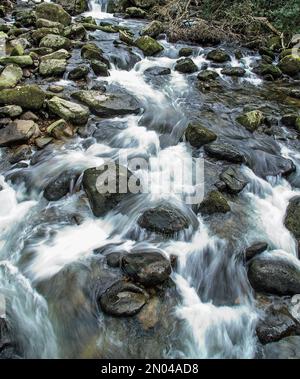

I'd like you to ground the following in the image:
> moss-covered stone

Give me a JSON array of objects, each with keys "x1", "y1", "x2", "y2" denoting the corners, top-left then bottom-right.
[
  {"x1": 236, "y1": 110, "x2": 264, "y2": 132},
  {"x1": 198, "y1": 190, "x2": 230, "y2": 215},
  {"x1": 39, "y1": 59, "x2": 67, "y2": 77},
  {"x1": 0, "y1": 65, "x2": 23, "y2": 90},
  {"x1": 278, "y1": 55, "x2": 300, "y2": 77},
  {"x1": 135, "y1": 36, "x2": 164, "y2": 56},
  {"x1": 197, "y1": 70, "x2": 219, "y2": 81},
  {"x1": 35, "y1": 3, "x2": 72, "y2": 26},
  {"x1": 256, "y1": 64, "x2": 282, "y2": 79},
  {"x1": 179, "y1": 47, "x2": 193, "y2": 57},
  {"x1": 81, "y1": 43, "x2": 105, "y2": 61},
  {"x1": 207, "y1": 49, "x2": 230, "y2": 63},
  {"x1": 47, "y1": 96, "x2": 89, "y2": 125},
  {"x1": 185, "y1": 122, "x2": 217, "y2": 148},
  {"x1": 141, "y1": 21, "x2": 164, "y2": 39},
  {"x1": 119, "y1": 30, "x2": 135, "y2": 45},
  {"x1": 40, "y1": 49, "x2": 71, "y2": 61},
  {"x1": 0, "y1": 85, "x2": 46, "y2": 110},
  {"x1": 285, "y1": 196, "x2": 300, "y2": 251},
  {"x1": 126, "y1": 7, "x2": 146, "y2": 18},
  {"x1": 174, "y1": 58, "x2": 198, "y2": 74},
  {"x1": 0, "y1": 55, "x2": 33, "y2": 67},
  {"x1": 32, "y1": 27, "x2": 61, "y2": 43},
  {"x1": 39, "y1": 34, "x2": 71, "y2": 50},
  {"x1": 36, "y1": 18, "x2": 64, "y2": 31}
]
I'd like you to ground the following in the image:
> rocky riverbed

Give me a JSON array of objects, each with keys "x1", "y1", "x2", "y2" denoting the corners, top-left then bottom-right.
[{"x1": 0, "y1": 0, "x2": 300, "y2": 359}]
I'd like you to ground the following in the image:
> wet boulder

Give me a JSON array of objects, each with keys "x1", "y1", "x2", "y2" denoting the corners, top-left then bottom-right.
[
  {"x1": 204, "y1": 142, "x2": 246, "y2": 164},
  {"x1": 221, "y1": 67, "x2": 246, "y2": 77},
  {"x1": 285, "y1": 197, "x2": 300, "y2": 249},
  {"x1": 72, "y1": 90, "x2": 141, "y2": 118},
  {"x1": 248, "y1": 255, "x2": 300, "y2": 295},
  {"x1": 0, "y1": 317, "x2": 22, "y2": 359},
  {"x1": 90, "y1": 60, "x2": 109, "y2": 77},
  {"x1": 236, "y1": 110, "x2": 264, "y2": 132},
  {"x1": 138, "y1": 205, "x2": 190, "y2": 236},
  {"x1": 35, "y1": 3, "x2": 72, "y2": 26},
  {"x1": 0, "y1": 65, "x2": 23, "y2": 90},
  {"x1": 144, "y1": 66, "x2": 171, "y2": 77},
  {"x1": 254, "y1": 64, "x2": 282, "y2": 80},
  {"x1": 140, "y1": 20, "x2": 164, "y2": 39},
  {"x1": 44, "y1": 170, "x2": 80, "y2": 201},
  {"x1": 32, "y1": 27, "x2": 61, "y2": 43},
  {"x1": 219, "y1": 166, "x2": 248, "y2": 194},
  {"x1": 249, "y1": 151, "x2": 295, "y2": 179},
  {"x1": 245, "y1": 242, "x2": 268, "y2": 261},
  {"x1": 122, "y1": 250, "x2": 171, "y2": 286},
  {"x1": 39, "y1": 59, "x2": 67, "y2": 77},
  {"x1": 278, "y1": 55, "x2": 300, "y2": 77},
  {"x1": 174, "y1": 58, "x2": 198, "y2": 74},
  {"x1": 198, "y1": 190, "x2": 230, "y2": 215},
  {"x1": 207, "y1": 49, "x2": 230, "y2": 63},
  {"x1": 47, "y1": 96, "x2": 89, "y2": 125},
  {"x1": 0, "y1": 85, "x2": 46, "y2": 110},
  {"x1": 82, "y1": 164, "x2": 140, "y2": 217},
  {"x1": 36, "y1": 18, "x2": 64, "y2": 32},
  {"x1": 197, "y1": 70, "x2": 219, "y2": 81},
  {"x1": 0, "y1": 120, "x2": 38, "y2": 147},
  {"x1": 185, "y1": 122, "x2": 217, "y2": 148},
  {"x1": 47, "y1": 119, "x2": 74, "y2": 139},
  {"x1": 99, "y1": 280, "x2": 149, "y2": 317},
  {"x1": 256, "y1": 304, "x2": 299, "y2": 344},
  {"x1": 81, "y1": 43, "x2": 107, "y2": 63},
  {"x1": 135, "y1": 36, "x2": 164, "y2": 56},
  {"x1": 263, "y1": 336, "x2": 300, "y2": 359},
  {"x1": 68, "y1": 65, "x2": 89, "y2": 80},
  {"x1": 54, "y1": 0, "x2": 88, "y2": 16},
  {"x1": 179, "y1": 47, "x2": 193, "y2": 57}
]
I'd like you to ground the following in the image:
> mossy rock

▶ _Exercise_
Would you mind transcribing the material exactly, without the pictures?

▶ _Reply_
I'd like you to ground the following in the image:
> moss-covered stone

Give me a JSON array of objects, each with keys "x1", "y1", "x2", "y2" denoting the corners, top-left then bottom-right.
[
  {"x1": 236, "y1": 110, "x2": 264, "y2": 132},
  {"x1": 198, "y1": 190, "x2": 230, "y2": 215},
  {"x1": 39, "y1": 59, "x2": 67, "y2": 77},
  {"x1": 0, "y1": 65, "x2": 23, "y2": 90},
  {"x1": 278, "y1": 55, "x2": 300, "y2": 77},
  {"x1": 135, "y1": 36, "x2": 164, "y2": 56},
  {"x1": 197, "y1": 70, "x2": 219, "y2": 81},
  {"x1": 35, "y1": 3, "x2": 72, "y2": 26},
  {"x1": 256, "y1": 64, "x2": 282, "y2": 79},
  {"x1": 179, "y1": 47, "x2": 193, "y2": 57},
  {"x1": 81, "y1": 43, "x2": 105, "y2": 61},
  {"x1": 207, "y1": 49, "x2": 230, "y2": 63},
  {"x1": 47, "y1": 96, "x2": 89, "y2": 125},
  {"x1": 185, "y1": 122, "x2": 217, "y2": 148},
  {"x1": 141, "y1": 21, "x2": 164, "y2": 39},
  {"x1": 119, "y1": 30, "x2": 135, "y2": 45},
  {"x1": 40, "y1": 49, "x2": 71, "y2": 61},
  {"x1": 0, "y1": 85, "x2": 46, "y2": 110},
  {"x1": 285, "y1": 196, "x2": 300, "y2": 251},
  {"x1": 126, "y1": 7, "x2": 146, "y2": 18},
  {"x1": 174, "y1": 58, "x2": 198, "y2": 74},
  {"x1": 0, "y1": 55, "x2": 33, "y2": 67},
  {"x1": 32, "y1": 27, "x2": 61, "y2": 43},
  {"x1": 39, "y1": 34, "x2": 71, "y2": 50},
  {"x1": 36, "y1": 18, "x2": 64, "y2": 31}
]
I'd like you to ground the following in the image:
> rocky riverbed

Give me a JSON array of objects, each with keys "x1", "y1", "x2", "y2" denoting the corners, top-left then bottom-right.
[{"x1": 0, "y1": 0, "x2": 300, "y2": 359}]
I'd like you to ground the following in the image:
> wet boulder

Give me a JSON array of objects, each with keys "x1", "y1", "x2", "y2" denoting the corners, top-left then bottom-right.
[
  {"x1": 204, "y1": 142, "x2": 246, "y2": 164},
  {"x1": 221, "y1": 67, "x2": 246, "y2": 77},
  {"x1": 285, "y1": 197, "x2": 300, "y2": 249},
  {"x1": 72, "y1": 90, "x2": 141, "y2": 118},
  {"x1": 248, "y1": 255, "x2": 300, "y2": 295},
  {"x1": 0, "y1": 317, "x2": 22, "y2": 359},
  {"x1": 90, "y1": 60, "x2": 109, "y2": 77},
  {"x1": 236, "y1": 110, "x2": 264, "y2": 132},
  {"x1": 138, "y1": 205, "x2": 190, "y2": 236},
  {"x1": 35, "y1": 3, "x2": 72, "y2": 26},
  {"x1": 0, "y1": 65, "x2": 23, "y2": 90},
  {"x1": 144, "y1": 66, "x2": 171, "y2": 77},
  {"x1": 254, "y1": 64, "x2": 282, "y2": 80},
  {"x1": 140, "y1": 20, "x2": 164, "y2": 39},
  {"x1": 44, "y1": 170, "x2": 80, "y2": 201},
  {"x1": 32, "y1": 27, "x2": 61, "y2": 43},
  {"x1": 219, "y1": 166, "x2": 248, "y2": 194},
  {"x1": 249, "y1": 151, "x2": 295, "y2": 179},
  {"x1": 245, "y1": 242, "x2": 268, "y2": 261},
  {"x1": 122, "y1": 250, "x2": 171, "y2": 286},
  {"x1": 39, "y1": 59, "x2": 67, "y2": 77},
  {"x1": 278, "y1": 55, "x2": 300, "y2": 77},
  {"x1": 174, "y1": 58, "x2": 198, "y2": 74},
  {"x1": 198, "y1": 190, "x2": 230, "y2": 215},
  {"x1": 207, "y1": 49, "x2": 230, "y2": 63},
  {"x1": 47, "y1": 96, "x2": 89, "y2": 125},
  {"x1": 0, "y1": 85, "x2": 46, "y2": 110},
  {"x1": 82, "y1": 164, "x2": 140, "y2": 217},
  {"x1": 36, "y1": 18, "x2": 64, "y2": 32},
  {"x1": 197, "y1": 70, "x2": 219, "y2": 81},
  {"x1": 0, "y1": 120, "x2": 38, "y2": 147},
  {"x1": 185, "y1": 122, "x2": 217, "y2": 148},
  {"x1": 47, "y1": 119, "x2": 74, "y2": 139},
  {"x1": 99, "y1": 280, "x2": 149, "y2": 317},
  {"x1": 256, "y1": 304, "x2": 299, "y2": 344},
  {"x1": 81, "y1": 43, "x2": 107, "y2": 63},
  {"x1": 135, "y1": 36, "x2": 164, "y2": 56},
  {"x1": 263, "y1": 336, "x2": 300, "y2": 359},
  {"x1": 68, "y1": 65, "x2": 89, "y2": 80},
  {"x1": 54, "y1": 0, "x2": 88, "y2": 16},
  {"x1": 179, "y1": 47, "x2": 193, "y2": 57}
]
I'd like you to ground the following in the image:
> mossy rock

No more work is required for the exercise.